## Exercise prompt
Determine how many lines below hold the string "frame". Reply with the number alone.

(Saved entries)
┄┄┄┄┄┄┄┄┄┄┄┄┄┄┄┄┄┄┄┄

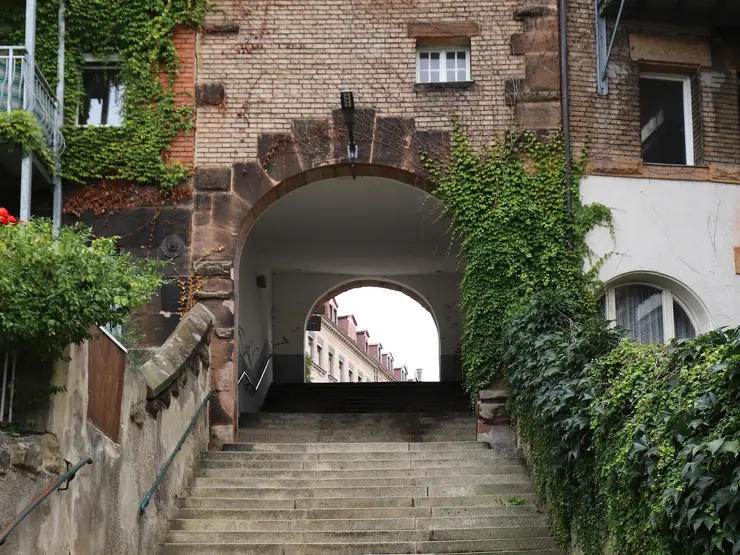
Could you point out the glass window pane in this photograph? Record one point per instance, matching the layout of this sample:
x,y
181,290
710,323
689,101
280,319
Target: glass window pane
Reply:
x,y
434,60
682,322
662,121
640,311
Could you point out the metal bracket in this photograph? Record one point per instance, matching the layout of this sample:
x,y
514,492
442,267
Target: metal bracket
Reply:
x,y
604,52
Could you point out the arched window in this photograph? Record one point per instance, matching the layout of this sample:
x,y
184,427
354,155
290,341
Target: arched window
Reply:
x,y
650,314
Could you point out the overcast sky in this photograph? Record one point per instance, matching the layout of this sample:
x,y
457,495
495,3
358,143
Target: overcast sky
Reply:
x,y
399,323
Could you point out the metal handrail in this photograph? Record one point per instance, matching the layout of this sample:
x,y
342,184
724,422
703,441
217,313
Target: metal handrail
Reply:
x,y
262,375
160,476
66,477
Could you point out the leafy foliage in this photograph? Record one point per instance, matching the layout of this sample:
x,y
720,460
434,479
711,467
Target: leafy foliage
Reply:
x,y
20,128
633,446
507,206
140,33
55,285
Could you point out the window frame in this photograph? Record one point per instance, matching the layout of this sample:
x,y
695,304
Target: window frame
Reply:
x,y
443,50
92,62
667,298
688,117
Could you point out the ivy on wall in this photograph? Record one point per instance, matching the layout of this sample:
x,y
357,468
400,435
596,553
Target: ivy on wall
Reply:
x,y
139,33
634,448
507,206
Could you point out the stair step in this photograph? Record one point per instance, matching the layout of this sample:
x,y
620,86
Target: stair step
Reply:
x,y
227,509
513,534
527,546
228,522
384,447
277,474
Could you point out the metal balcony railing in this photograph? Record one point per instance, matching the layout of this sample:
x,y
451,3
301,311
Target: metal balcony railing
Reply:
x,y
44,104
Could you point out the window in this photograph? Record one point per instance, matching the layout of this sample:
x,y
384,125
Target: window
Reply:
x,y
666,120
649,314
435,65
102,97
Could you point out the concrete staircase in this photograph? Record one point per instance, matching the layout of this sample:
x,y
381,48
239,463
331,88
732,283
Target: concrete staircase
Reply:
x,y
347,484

┄┄┄┄┄┄┄┄┄┄┄┄┄┄┄┄┄┄┄┄

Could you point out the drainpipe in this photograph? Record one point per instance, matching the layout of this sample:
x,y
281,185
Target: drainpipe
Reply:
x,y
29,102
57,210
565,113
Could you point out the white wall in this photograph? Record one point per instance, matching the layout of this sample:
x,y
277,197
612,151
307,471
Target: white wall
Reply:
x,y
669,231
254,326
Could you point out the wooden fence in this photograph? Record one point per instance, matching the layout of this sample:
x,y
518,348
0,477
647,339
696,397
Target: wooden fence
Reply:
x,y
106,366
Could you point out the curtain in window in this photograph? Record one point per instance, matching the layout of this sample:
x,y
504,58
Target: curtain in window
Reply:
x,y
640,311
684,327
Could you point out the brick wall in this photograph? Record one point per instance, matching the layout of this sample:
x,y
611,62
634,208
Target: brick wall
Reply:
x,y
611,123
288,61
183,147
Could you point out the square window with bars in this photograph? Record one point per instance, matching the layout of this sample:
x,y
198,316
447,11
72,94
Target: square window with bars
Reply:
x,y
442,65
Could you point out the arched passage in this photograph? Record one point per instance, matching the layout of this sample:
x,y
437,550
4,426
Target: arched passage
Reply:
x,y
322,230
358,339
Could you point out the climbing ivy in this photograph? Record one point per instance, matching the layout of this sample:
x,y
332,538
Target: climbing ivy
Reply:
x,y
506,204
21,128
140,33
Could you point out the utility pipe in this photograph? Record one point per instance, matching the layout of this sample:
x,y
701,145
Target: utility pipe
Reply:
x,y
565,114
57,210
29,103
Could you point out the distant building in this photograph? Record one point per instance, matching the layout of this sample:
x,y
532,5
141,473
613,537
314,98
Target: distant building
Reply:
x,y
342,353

┄┄┄┄┄┄┄┄┄┄┄┄┄┄┄┄┄┄┄┄

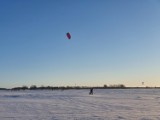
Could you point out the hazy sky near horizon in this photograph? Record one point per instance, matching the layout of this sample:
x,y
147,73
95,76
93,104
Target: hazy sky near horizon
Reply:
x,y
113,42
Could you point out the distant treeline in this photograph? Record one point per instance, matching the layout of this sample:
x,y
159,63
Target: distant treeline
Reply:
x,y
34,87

┄┄┄┄┄┄┄┄┄┄┄┄┄┄┄┄┄┄┄┄

## Solution
2